::: Records supplied :::
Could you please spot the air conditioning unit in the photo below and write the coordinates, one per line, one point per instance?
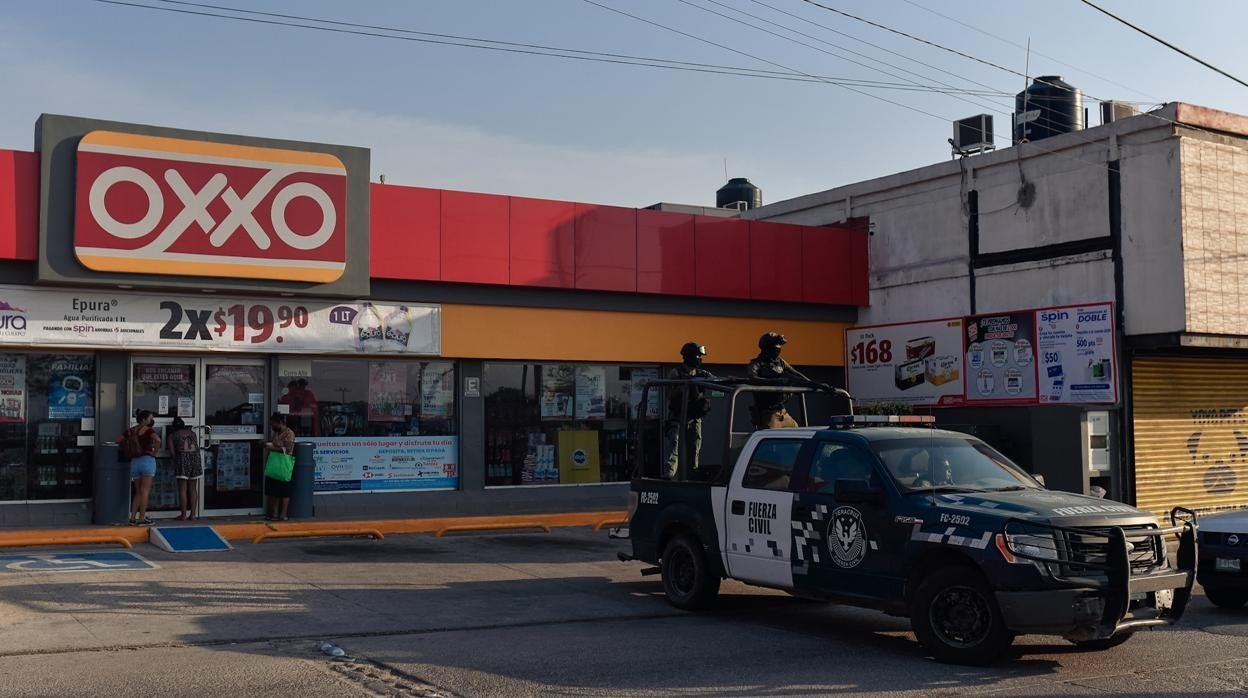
(972, 135)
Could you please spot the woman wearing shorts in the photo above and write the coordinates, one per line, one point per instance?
(184, 448)
(142, 467)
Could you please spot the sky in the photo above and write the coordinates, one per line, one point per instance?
(506, 122)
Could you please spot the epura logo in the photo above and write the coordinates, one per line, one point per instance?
(13, 320)
(174, 206)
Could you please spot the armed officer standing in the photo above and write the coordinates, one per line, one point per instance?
(690, 367)
(769, 407)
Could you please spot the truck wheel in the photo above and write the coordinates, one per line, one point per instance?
(1102, 643)
(1226, 598)
(687, 580)
(956, 617)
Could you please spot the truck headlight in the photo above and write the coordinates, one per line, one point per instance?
(1031, 545)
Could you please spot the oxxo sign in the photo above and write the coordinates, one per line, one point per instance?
(189, 207)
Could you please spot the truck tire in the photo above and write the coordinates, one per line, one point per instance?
(1102, 643)
(956, 617)
(687, 578)
(1226, 598)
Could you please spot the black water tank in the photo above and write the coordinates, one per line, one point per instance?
(1048, 108)
(739, 194)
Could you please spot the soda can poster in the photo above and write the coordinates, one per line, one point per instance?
(70, 383)
(13, 387)
(1001, 358)
(387, 391)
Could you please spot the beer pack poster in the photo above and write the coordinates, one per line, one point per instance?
(1001, 358)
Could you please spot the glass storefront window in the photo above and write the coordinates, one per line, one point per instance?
(376, 425)
(46, 426)
(559, 423)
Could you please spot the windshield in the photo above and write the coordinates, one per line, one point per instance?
(949, 465)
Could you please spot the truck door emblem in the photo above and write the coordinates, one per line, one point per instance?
(846, 537)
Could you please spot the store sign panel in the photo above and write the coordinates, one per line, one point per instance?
(1077, 355)
(164, 322)
(365, 463)
(147, 206)
(915, 362)
(186, 207)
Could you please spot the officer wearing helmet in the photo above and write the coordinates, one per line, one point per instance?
(769, 407)
(690, 367)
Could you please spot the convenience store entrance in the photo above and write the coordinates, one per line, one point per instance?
(225, 401)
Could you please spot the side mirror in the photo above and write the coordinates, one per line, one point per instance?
(856, 491)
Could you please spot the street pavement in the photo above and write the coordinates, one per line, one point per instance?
(514, 614)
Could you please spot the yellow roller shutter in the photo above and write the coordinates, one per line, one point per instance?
(1191, 432)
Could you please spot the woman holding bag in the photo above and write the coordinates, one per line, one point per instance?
(278, 468)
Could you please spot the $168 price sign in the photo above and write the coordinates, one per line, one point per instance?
(253, 324)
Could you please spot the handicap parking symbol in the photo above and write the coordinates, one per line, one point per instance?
(114, 561)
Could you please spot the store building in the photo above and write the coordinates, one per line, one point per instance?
(1138, 221)
(447, 352)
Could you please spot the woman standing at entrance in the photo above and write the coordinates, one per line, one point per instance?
(140, 443)
(278, 468)
(185, 450)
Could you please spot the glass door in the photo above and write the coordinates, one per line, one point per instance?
(225, 401)
(235, 416)
(166, 387)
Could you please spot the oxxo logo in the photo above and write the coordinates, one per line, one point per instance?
(174, 206)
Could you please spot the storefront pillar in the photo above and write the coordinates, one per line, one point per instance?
(472, 427)
(111, 477)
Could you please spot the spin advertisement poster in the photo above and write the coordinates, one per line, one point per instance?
(1077, 353)
(915, 362)
(1001, 358)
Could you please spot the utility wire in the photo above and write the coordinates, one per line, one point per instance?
(902, 105)
(979, 104)
(518, 48)
(1162, 41)
(1017, 45)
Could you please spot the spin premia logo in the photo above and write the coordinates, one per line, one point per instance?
(185, 207)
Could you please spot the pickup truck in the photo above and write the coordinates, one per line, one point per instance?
(896, 515)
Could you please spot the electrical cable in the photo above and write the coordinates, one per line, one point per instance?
(518, 48)
(1162, 41)
(1017, 45)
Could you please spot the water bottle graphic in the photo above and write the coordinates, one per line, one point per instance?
(398, 330)
(367, 329)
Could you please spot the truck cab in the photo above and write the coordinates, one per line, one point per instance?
(892, 513)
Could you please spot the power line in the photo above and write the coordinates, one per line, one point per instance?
(517, 48)
(1162, 41)
(1017, 45)
(902, 105)
(828, 44)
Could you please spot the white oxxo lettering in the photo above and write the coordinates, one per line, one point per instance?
(195, 209)
(761, 513)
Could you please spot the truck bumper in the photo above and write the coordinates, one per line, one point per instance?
(1118, 603)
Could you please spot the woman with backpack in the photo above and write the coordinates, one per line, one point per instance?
(140, 445)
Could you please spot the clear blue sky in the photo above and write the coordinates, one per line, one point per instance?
(456, 117)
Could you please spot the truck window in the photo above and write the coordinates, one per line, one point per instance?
(839, 461)
(771, 463)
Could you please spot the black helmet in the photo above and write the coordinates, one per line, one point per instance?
(692, 350)
(771, 340)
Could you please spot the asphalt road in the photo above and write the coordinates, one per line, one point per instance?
(517, 614)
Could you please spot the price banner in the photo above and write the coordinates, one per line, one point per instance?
(1077, 357)
(152, 321)
(915, 362)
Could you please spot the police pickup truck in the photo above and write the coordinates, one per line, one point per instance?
(896, 515)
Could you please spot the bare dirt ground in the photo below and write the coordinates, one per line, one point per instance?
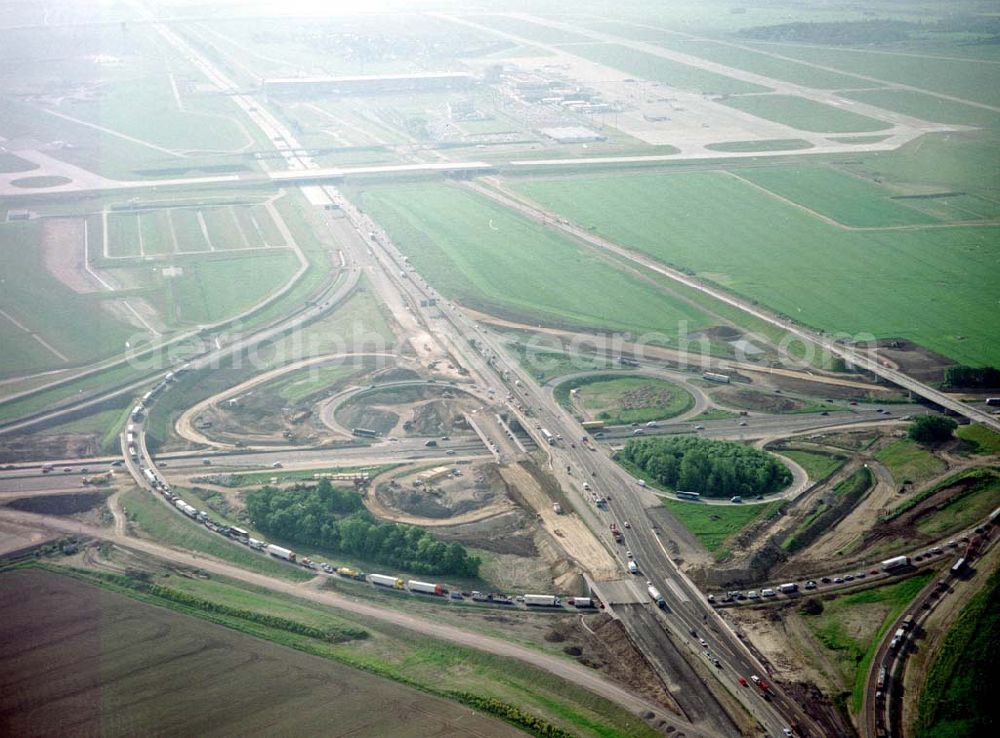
(831, 545)
(920, 363)
(44, 446)
(795, 660)
(478, 493)
(924, 651)
(571, 533)
(127, 660)
(63, 254)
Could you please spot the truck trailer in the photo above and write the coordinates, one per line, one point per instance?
(384, 580)
(654, 593)
(281, 553)
(425, 587)
(541, 600)
(897, 562)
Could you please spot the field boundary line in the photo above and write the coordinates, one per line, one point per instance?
(112, 132)
(86, 249)
(884, 82)
(200, 214)
(62, 357)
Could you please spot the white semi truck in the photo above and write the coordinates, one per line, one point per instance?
(541, 600)
(281, 553)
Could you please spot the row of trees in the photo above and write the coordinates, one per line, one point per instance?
(972, 377)
(335, 520)
(711, 468)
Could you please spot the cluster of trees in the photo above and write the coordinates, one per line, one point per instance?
:::
[Your instructions]
Take the listing above and print it exactly, apart from the pictures.

[Result of this task]
Could you please spot the air conditioning unit in the photo below and write the coordinates, one per line, one point per instance?
(972, 135)
Could you please spot the woman wearing shorts in the photo above and write the coordinates, one per line, one point per instance?
(184, 448)
(142, 467)
Could you please spot the sky in the photo above and write the coordinates, one per line, one point per instance?
(506, 122)
Could you please spot the epura logo in the photo above and write the coordinates, one per line, one point per instance?
(13, 320)
(174, 206)
Could you please spot the armed officer standing in the photo above and write the coordinates, one per line, one point per instance?
(690, 367)
(769, 407)
Could you please spot the truck wheel in the photo above and write the coordinates, one per line, one point per instance?
(1102, 643)
(1226, 598)
(687, 580)
(956, 617)
Could you please spot the truck headlight in the photo above and write the coordinates, one per line, one point per instance?
(1031, 545)
Could you please spot the oxxo sign in the photo above and write the coordinates, one per line, one point per instance?
(189, 207)
Could you please spot the truck tire in the photo above and write the coordinates, one per line, one point per instance?
(1102, 643)
(956, 617)
(687, 578)
(1226, 598)
Could you please spot the black water tank in the photo above and write the coordinates, one per line, one point per instance?
(1048, 108)
(739, 194)
Could you please spot the soda can poster in the photo above and write the coordinates, one per line, one point per instance?
(70, 383)
(13, 387)
(1001, 358)
(387, 391)
Could you please spot the beer pack poster in the photo above and write the coordinates, one per line, one point per instance?
(1001, 358)
Could you please spot the glass storefront window in the photo above and write the coordinates, one per line, one point per instance?
(376, 425)
(46, 426)
(559, 423)
Could you please spot the windshield in the photo above and write the coordinates, one per line, one point per instance?
(949, 465)
Could you please spot the truck door emblem in the photo above and write the coordinates, one per line, one point per instance?
(846, 537)
Could you please spot the store sign panel in the photo above and write the coordinates, one per line, one point per instance?
(1077, 355)
(164, 322)
(365, 463)
(147, 206)
(915, 362)
(186, 207)
Could you please spot the officer wearing helmet in the photo above and write the coordinates, one per line, one point per instance?
(769, 407)
(690, 367)
Could you please spot the convenience store entrance in the photo above and write the coordinates, one per line, one point per instance?
(225, 401)
Could you please spot the side mirror in the photo above and write the coordinates, one per line, one point per instance?
(856, 491)
Could you please spot the street pavement in the photo above and write the coordinates, one per line, one point per instance?
(514, 614)
Could you please spot the yellow roller shutter in the photo above and write the coordinates, one per line, one point per instance?
(1191, 432)
Could you please spot the woman holding bag in the photo above and write the coordinates, one per line, one point per instance?
(278, 468)
Could you please spot the $168 price sign in the photo above and write the coordinates, one per line, one point per instance?
(253, 324)
Could you please spot the handicap parking symbol in the photo above and write the coordinates, one per line, one point per instance?
(114, 561)
Could you please spot the store building in the photo above and write the coordinates, one per line, one point per instance?
(1138, 221)
(447, 352)
Could you please spot the woman standing at entrance in the photo above and write the coordinates, one per line, one point per instance?
(140, 443)
(278, 468)
(185, 450)
Could you please spot the glass door in the photo above and write the coordinates, one per line, one point per instance?
(225, 401)
(235, 416)
(166, 387)
Could you please spot the oxxo logo in the photo above and write the coordinates, one per line, one point per instance?
(174, 206)
Could you please spot the storefront pillar in the photo above and write the coordinates, one per line, one point per instance?
(472, 427)
(111, 477)
Could you please spot the spin advertisement poster in the photo above and write the coordinates, one per line, one point per instance?
(1077, 353)
(915, 362)
(1001, 358)
Could you please spot the utility wire in the photo above and write the coordinates, one per line, one point per instance?
(902, 105)
(979, 104)
(518, 48)
(1162, 41)
(1017, 45)
Could you please spot the spin premia logo in the photo above and write the coordinates, one per line, one point per instance?
(185, 207)
Could you please spot the pickup truck in the photo above and write the coordinates, one per line, one point per instance?
(896, 515)
Could you please spot the electrical cable in the photo above and write the coordinates, one per line, one point per instance?
(518, 48)
(1162, 41)
(1017, 45)
Could you please spot the water bottle graphic in the photo above and write the coordinates, one per line, one point per instance?
(398, 330)
(367, 329)
Could you please spot the truck cab in the photo above and write the coordinates, one per line, one point per instance?
(892, 513)
Could you please spot the power line in the photo above and write the coordinates, one per line, one point per instance?
(517, 48)
(1162, 41)
(1017, 45)
(902, 105)
(828, 44)
Could you please spot the white oxxo lettering in the photo above and write the coordinates, one per line, one point per instance?
(195, 209)
(761, 513)
Could you please spot the truck bumper in the photo above and write the coordinates, one per line, one point per instance?
(1118, 603)
Could you please spot the woman with backpack in the photo above and write the coordinates, one per line, one point per instance?
(140, 445)
Could you please spot the clear blue sky in the photo above and write the coordinates, one per line, one point per instance?
(456, 117)
Could you please spot the truck window in the photo above and write the coordinates, one per line, one point per instance?
(839, 461)
(771, 463)
Could you please spot the black helmet in the photo above and write the coordinates, one per line, one point per instance?
(692, 350)
(771, 340)
Could you please spot the asphalt road in the photo above and write the coordinates, one per line, one point per instance?
(517, 614)
Could you please spot the price banner in the photo above and write the coordinates, one per line, one point per instance?
(1077, 357)
(152, 321)
(915, 362)
Could you please spot the police pickup truck in the photo above and write the coordinates, one per line, one point per instance?
(896, 515)
Could you please spot the bare dirt ground in the photo below and write the coordinates, one per line, one point per instance?
(831, 545)
(920, 363)
(44, 446)
(795, 660)
(478, 493)
(924, 651)
(571, 533)
(127, 660)
(63, 254)
Could you please spot the truck trailer in the photo above and write the coordinates, one per line, one point per instance?
(384, 580)
(654, 593)
(281, 553)
(425, 587)
(541, 600)
(897, 562)
Could you please spot the field boundary line in the photo above and write the coordinates, one per line, one point per instance?
(112, 132)
(86, 249)
(884, 82)
(200, 214)
(62, 357)
Could you please spot the white semi truck in the photo above and write the coordinates, one per line, one point per instance?
(541, 600)
(281, 553)
Could you please spot the row of trees in the photo above and write the coordinates, one per line, one point per instance?
(972, 377)
(335, 520)
(711, 468)
Could you please spot the cluster of trees in the photo above and write the coordinates, one per line, one point per instance?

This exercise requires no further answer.